What you are asked to do:
Somewhere below is a line with "of the black" and, later, a line with "of the blue"; repeat those two lines and all the lines between them, exactly as they are.

Extracted entries:
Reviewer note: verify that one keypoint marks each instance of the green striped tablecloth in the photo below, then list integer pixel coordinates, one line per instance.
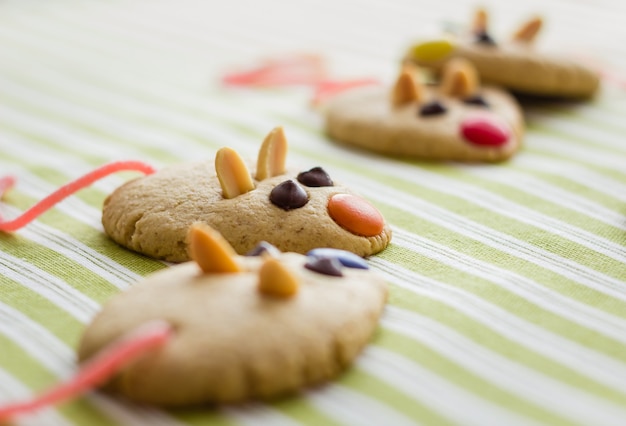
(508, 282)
==
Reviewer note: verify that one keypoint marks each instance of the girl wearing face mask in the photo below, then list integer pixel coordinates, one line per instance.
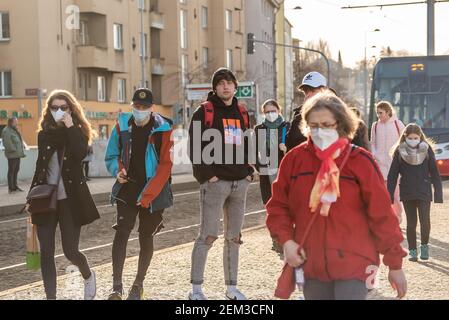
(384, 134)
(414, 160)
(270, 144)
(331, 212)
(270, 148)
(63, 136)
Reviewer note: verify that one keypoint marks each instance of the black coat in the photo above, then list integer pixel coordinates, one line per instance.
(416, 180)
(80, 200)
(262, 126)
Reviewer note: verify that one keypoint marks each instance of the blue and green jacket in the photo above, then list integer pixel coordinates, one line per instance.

Result of this exercise:
Reviewer note: verify that one keypoint marks each instance of the black coat in the photo above, then list integer pixel coordinates, one line per instance.
(416, 180)
(80, 200)
(262, 126)
Reviewer note: verify that one keypoint marks each instance of the blue and green jacket in the photo above, then list integer pixel coordinates, one line per instance.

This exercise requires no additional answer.